▶ TASK: Copy every record below exactly, leaving out any pictures.

:: RECORDS FOR THE TASK ::

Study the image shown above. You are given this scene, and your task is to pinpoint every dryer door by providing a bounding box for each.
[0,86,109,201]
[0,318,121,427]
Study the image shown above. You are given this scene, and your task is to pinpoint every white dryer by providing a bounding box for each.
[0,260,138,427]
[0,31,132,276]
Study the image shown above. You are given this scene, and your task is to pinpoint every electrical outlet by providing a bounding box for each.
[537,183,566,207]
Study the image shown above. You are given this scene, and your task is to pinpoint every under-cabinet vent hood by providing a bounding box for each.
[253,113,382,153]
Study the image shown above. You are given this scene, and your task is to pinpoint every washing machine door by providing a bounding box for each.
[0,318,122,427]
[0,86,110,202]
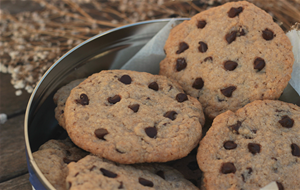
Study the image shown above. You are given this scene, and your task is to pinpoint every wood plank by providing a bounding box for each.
[0,73,31,115]
[0,173,32,190]
[0,114,28,182]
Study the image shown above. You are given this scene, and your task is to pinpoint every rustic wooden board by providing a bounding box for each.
[0,73,31,115]
[0,173,32,190]
[0,114,28,183]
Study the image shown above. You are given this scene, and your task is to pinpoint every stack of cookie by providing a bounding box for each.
[33,1,299,190]
[34,70,205,190]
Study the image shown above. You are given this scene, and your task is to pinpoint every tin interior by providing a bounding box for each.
[24,18,300,189]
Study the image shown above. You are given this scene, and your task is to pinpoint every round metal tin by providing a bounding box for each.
[24,17,300,190]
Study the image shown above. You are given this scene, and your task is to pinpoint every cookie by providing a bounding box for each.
[53,79,85,129]
[66,154,199,190]
[32,138,88,190]
[64,70,205,164]
[197,100,300,190]
[159,1,294,118]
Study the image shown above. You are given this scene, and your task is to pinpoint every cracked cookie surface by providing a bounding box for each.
[66,155,199,190]
[197,100,300,190]
[64,70,205,164]
[159,1,294,118]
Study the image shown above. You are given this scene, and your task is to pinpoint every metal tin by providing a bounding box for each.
[24,18,300,190]
[24,18,188,190]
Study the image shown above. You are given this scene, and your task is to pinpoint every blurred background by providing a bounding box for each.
[1,0,300,96]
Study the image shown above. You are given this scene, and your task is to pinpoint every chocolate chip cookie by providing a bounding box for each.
[64,70,205,164]
[197,100,300,190]
[53,79,85,129]
[32,138,88,190]
[159,1,294,118]
[66,155,199,190]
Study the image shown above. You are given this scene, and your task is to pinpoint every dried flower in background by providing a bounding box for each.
[1,0,299,95]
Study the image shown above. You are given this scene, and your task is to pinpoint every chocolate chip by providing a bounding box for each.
[221,162,236,174]
[108,95,121,104]
[118,182,124,189]
[192,77,204,89]
[291,143,300,157]
[248,143,261,155]
[145,127,157,138]
[148,82,159,91]
[119,75,132,84]
[176,93,188,102]
[116,148,125,154]
[128,104,140,112]
[94,128,108,140]
[262,29,274,41]
[226,31,237,44]
[239,28,246,36]
[241,168,253,182]
[197,20,206,29]
[139,177,154,187]
[218,97,225,102]
[247,167,253,174]
[279,115,294,128]
[176,58,187,71]
[276,182,284,190]
[76,93,89,105]
[100,168,118,178]
[187,161,199,171]
[254,57,265,71]
[176,42,189,54]
[204,56,213,62]
[164,111,177,120]
[228,7,243,18]
[68,182,72,188]
[223,141,237,150]
[221,86,236,97]
[89,165,96,171]
[155,170,165,179]
[224,61,238,71]
[251,129,257,134]
[241,174,246,182]
[198,41,208,53]
[229,121,242,134]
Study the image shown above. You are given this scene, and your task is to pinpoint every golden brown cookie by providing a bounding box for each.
[64,70,205,164]
[32,138,88,190]
[66,155,199,190]
[160,1,294,118]
[197,100,300,190]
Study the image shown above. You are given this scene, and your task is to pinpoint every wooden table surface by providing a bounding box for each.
[0,2,40,190]
[0,72,32,190]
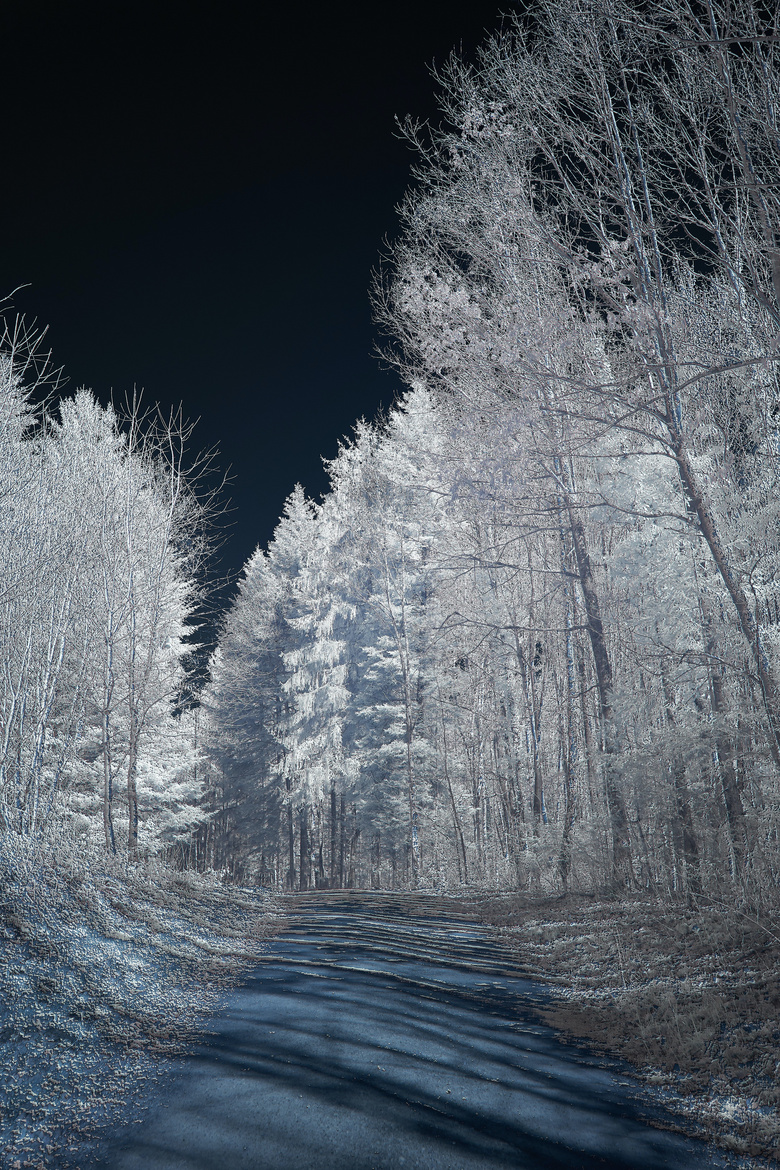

:::

▶ RESPONSE TO THE TASK:
Study the image shown above. You are given this scene, and your task is to pinpoint every dryer door by providing a bounding box for each.
[0,86,109,201]
[0,318,121,427]
Study the image shown above. You are given this scene, and your task is to pinpoint every white dryer by providing a bounding box for each.
[0,260,138,427]
[0,31,132,276]
Study the image shown above. You are given this scene, and your task is to pinpoint every electrical outlet by providing a bounding box for each.
[537,183,566,207]
Study the image shown above. You are given this scene, and your task is to pinpoint every under-cabinet vent hood by providing a bounding box for each.
[253,113,382,153]
Study the image shown above. You are given this scene, and your task is to pinpoint every washing machine door by providing a bounding box for each.
[0,318,122,427]
[0,86,110,202]
Study the image shown above. You are given this scene, and your task is to pinpoint every wood plank by providing a bounding box for each.
[0,73,31,115]
[0,173,32,190]
[0,114,28,182]
Study the image shown above. You are given this scene, and your task is to pinpoint every rustic wooden board by providing a bounding box for each.
[0,73,31,115]
[0,173,32,190]
[0,114,28,183]
Study the image shown above. You are given this scene, and your task is to pinpoint every stack of cookie by providing a bounding box for each.
[33,1,299,190]
[34,70,205,190]
Study the image shown above. You are given this scene, and your task is to pinpoint every tin interior by providing a bounding box for each.
[24,18,300,189]
Study the image shown above. You are given this scene, and your task is to pinpoint every round metal tin by providing a bounding box for each.
[24,17,300,190]
Study the image shown above. You are given this scene, and your task is to pinpoint every cookie by providing a bounding box for each.
[53,79,85,129]
[66,154,199,190]
[32,138,88,190]
[64,70,205,164]
[197,100,300,190]
[159,1,294,118]
Study the image shown above. You are given this scene, and your task is to pinpoint every cracked cookie surface by providing a bounding box for each.
[66,155,199,190]
[197,100,300,190]
[64,70,205,164]
[159,1,294,118]
Study the image shown above. You are given this scene, and your task is to pinpoint every metal tin by providing a bounding box for each.
[24,18,300,190]
[24,18,188,190]
Study the image shown above. You are given this scene, and your task is to pinpoint every blurred background by providing a bounding box for each.
[1,0,300,96]
Study the image shown above. You are given this scene, and your task is to pinpoint every chocolate chip cookie by providing a bounding box for each.
[64,70,205,164]
[197,100,300,190]
[53,79,85,129]
[32,138,88,190]
[159,1,294,118]
[66,155,199,190]
Study the image shown above. You are given this scene, and your task is to pinpoint every dried flower in background by providing a bounding box for each.
[1,0,299,95]
Study the image shown above. You are given this scene, and your task is to pinpoint every chocolate chip by providing a bounding box for each.
[221,162,236,174]
[108,95,121,104]
[118,182,124,189]
[192,77,204,89]
[291,143,300,157]
[248,143,261,155]
[145,127,157,138]
[148,82,159,91]
[119,75,132,84]
[176,93,188,102]
[116,148,125,154]
[128,104,140,112]
[94,128,108,140]
[262,29,274,41]
[226,31,237,44]
[239,28,246,36]
[241,168,253,182]
[197,20,206,29]
[139,177,154,187]
[218,97,225,102]
[247,167,253,174]
[279,115,294,128]
[176,58,187,71]
[276,182,284,190]
[76,93,89,105]
[100,168,118,178]
[187,161,199,171]
[254,57,265,71]
[176,42,189,54]
[204,56,213,62]
[164,111,177,120]
[228,7,243,18]
[68,182,72,188]
[223,141,237,150]
[221,86,236,97]
[89,165,96,171]
[155,170,165,179]
[224,61,238,71]
[251,129,257,134]
[241,174,246,182]
[198,41,208,53]
[229,121,242,134]
Study the image shown above. You are given this scene, and your task is to pinpoint every golden brown cookie by providing a bounding box for each.
[64,70,205,164]
[32,138,88,190]
[66,155,199,190]
[160,1,294,118]
[197,100,300,190]
Study the image shown above. You are given this scene, and your task is to pinpoint every wooden table surface by providing a bounding box for each.
[0,2,40,190]
[0,72,32,190]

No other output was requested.